» Exercise goal
The lines from the start of the records through the one containing "Where can the snow-covered slope" are to be restated word for word; please include both ends.

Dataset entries
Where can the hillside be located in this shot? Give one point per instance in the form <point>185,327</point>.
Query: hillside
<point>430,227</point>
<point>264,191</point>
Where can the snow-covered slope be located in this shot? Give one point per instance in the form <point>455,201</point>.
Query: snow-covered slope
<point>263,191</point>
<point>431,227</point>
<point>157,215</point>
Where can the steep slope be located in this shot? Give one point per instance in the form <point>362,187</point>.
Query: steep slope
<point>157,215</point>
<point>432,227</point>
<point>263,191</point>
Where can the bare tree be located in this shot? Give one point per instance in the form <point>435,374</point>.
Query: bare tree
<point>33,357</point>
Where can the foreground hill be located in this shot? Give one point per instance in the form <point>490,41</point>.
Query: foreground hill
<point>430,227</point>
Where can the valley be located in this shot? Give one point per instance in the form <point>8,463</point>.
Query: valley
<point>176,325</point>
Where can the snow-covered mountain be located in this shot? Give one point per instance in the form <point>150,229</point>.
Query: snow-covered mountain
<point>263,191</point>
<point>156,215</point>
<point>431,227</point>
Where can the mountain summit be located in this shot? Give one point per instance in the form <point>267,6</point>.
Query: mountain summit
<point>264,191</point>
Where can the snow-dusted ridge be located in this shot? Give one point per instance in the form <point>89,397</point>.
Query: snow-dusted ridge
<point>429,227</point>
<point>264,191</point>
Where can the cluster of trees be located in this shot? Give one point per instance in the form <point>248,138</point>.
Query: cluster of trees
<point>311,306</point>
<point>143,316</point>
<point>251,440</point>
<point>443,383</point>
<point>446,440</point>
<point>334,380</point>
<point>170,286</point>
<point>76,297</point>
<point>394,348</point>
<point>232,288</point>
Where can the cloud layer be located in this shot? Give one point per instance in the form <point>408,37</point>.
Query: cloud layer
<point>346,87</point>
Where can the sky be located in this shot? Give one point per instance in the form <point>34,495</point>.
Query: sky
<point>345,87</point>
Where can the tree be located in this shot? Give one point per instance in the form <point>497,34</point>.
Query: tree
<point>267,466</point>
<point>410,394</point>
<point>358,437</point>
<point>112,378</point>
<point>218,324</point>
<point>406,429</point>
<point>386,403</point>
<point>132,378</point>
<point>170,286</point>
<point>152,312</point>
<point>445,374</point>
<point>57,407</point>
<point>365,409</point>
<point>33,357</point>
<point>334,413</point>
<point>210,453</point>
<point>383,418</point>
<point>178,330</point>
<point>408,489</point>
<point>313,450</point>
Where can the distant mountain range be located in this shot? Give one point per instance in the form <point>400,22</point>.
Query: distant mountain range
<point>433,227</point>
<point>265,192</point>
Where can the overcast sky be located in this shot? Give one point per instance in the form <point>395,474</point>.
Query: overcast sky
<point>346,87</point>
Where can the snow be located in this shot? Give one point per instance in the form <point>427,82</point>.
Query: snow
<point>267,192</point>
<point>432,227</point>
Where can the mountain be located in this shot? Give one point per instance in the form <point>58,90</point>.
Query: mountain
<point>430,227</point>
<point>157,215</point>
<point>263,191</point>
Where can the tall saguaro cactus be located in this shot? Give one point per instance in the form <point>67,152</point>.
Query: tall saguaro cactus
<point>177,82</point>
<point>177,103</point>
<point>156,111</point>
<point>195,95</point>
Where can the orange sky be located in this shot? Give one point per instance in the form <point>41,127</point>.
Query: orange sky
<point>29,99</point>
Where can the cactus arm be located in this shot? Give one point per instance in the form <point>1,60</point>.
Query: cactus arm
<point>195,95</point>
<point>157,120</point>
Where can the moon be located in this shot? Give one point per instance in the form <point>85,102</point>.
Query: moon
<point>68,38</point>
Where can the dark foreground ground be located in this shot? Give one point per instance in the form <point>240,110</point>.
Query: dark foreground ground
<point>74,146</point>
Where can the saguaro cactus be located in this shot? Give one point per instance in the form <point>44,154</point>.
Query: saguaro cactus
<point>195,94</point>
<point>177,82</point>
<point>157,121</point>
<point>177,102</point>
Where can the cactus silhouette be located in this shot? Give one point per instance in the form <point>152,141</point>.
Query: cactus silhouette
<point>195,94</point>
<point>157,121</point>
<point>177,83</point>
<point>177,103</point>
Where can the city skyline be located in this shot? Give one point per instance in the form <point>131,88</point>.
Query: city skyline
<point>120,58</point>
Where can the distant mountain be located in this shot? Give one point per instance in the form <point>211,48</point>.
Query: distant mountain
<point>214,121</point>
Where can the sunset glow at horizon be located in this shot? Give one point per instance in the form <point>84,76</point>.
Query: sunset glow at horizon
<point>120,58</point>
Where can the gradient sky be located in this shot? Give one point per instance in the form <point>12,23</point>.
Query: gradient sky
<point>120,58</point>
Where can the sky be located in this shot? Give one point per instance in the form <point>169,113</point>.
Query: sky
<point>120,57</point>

» Reply to the exercise
Where can the hillside be located in this shot? Give one point per instance in the form <point>185,327</point>.
Query: hillside
<point>430,227</point>
<point>264,191</point>
Where can the snow-covered slope be located in this shot? Give one point per instance in the form <point>455,201</point>.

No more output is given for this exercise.